- _INPUT ROWS_:
Begin

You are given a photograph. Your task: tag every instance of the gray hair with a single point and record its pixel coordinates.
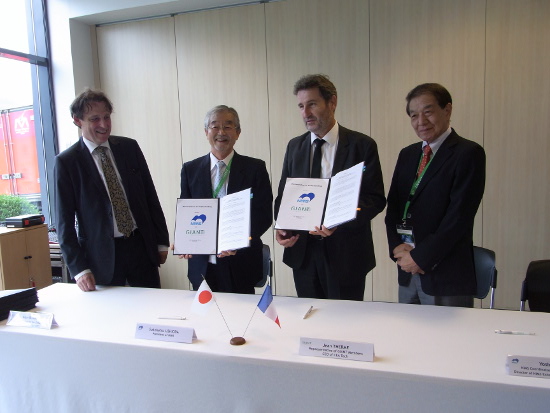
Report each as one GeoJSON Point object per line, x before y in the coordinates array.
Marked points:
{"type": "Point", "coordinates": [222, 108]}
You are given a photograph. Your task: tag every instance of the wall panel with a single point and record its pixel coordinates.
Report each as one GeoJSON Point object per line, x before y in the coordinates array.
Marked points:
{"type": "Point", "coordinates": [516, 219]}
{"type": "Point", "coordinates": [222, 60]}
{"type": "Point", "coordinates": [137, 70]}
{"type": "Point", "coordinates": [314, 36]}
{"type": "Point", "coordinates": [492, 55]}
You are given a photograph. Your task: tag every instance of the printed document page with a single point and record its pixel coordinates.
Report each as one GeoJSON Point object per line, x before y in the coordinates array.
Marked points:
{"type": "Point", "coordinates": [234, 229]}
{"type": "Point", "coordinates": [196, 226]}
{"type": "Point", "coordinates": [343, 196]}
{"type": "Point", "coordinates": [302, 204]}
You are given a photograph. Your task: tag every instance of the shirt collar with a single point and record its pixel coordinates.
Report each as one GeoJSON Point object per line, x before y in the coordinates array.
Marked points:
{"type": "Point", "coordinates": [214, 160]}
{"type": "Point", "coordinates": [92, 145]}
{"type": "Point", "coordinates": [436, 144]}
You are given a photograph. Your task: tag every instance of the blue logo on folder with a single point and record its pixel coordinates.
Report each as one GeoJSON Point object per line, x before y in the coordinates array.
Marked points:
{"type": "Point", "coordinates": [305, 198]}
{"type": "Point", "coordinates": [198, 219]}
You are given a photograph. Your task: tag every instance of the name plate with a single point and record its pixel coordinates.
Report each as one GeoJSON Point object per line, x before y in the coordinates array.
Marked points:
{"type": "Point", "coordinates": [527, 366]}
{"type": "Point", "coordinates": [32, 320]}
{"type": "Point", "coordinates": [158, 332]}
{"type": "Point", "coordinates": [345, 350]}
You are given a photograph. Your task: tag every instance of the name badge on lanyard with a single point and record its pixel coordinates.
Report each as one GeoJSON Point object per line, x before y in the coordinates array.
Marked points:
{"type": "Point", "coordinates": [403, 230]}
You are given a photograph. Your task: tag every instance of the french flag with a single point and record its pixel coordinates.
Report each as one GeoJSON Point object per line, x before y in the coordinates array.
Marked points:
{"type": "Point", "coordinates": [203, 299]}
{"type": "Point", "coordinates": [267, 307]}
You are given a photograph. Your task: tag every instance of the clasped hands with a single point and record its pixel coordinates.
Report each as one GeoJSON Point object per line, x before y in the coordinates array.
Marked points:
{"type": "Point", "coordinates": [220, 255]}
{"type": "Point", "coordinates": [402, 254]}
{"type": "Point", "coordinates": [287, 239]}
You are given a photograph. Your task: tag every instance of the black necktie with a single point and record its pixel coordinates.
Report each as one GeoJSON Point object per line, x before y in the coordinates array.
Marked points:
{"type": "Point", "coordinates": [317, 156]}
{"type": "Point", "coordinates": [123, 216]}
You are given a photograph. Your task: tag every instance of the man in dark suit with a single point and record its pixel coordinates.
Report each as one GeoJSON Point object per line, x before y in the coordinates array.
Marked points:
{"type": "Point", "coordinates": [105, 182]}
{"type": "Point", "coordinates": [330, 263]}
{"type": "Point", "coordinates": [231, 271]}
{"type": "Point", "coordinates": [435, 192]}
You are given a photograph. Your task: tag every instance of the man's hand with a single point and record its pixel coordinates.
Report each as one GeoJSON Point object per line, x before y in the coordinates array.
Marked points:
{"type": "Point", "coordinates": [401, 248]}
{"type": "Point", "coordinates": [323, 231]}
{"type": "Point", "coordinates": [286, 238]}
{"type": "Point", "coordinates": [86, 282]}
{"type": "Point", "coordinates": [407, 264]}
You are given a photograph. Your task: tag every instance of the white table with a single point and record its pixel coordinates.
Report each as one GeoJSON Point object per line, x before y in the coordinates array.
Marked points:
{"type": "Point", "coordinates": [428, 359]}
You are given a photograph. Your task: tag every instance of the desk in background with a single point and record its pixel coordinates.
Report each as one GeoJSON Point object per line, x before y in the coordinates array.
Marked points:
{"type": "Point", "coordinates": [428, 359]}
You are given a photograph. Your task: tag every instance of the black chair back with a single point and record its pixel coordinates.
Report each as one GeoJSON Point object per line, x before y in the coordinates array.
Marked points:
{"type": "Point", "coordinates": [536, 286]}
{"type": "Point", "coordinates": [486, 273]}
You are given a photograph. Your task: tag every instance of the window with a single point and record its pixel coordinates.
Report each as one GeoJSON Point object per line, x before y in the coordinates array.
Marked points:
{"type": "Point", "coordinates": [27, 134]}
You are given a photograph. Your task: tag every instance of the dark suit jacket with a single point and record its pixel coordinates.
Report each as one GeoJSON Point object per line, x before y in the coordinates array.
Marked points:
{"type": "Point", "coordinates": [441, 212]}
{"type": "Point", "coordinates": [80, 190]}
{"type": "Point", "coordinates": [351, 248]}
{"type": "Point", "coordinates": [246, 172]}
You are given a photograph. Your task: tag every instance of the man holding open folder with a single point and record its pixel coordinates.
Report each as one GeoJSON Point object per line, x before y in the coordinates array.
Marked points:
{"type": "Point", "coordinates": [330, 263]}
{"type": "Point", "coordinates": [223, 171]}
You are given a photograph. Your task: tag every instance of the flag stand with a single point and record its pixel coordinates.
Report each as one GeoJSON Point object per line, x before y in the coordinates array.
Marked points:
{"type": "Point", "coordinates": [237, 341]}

End

- _EXERCISE DETAILS_:
Locate "the man holding" in the data above. Then repeat, exactly, its line and each line after it through the last, adding nothing.

- _RESULT OF THIS EXERCISE_:
You are given a photograph. Your task: tag every instance of the man holding open folder with a single point and record its pixel coordinates.
Report each as one GeoJSON Point object per line, x before y in the coordinates array.
Marked points:
{"type": "Point", "coordinates": [330, 263]}
{"type": "Point", "coordinates": [223, 171]}
You are given a photograph. Your task: tag every instance of the flag stand with a single point and record its pixel coordinates.
Report each as one GeoJSON Point object per line, x before y in the coordinates array.
Marked points:
{"type": "Point", "coordinates": [237, 341]}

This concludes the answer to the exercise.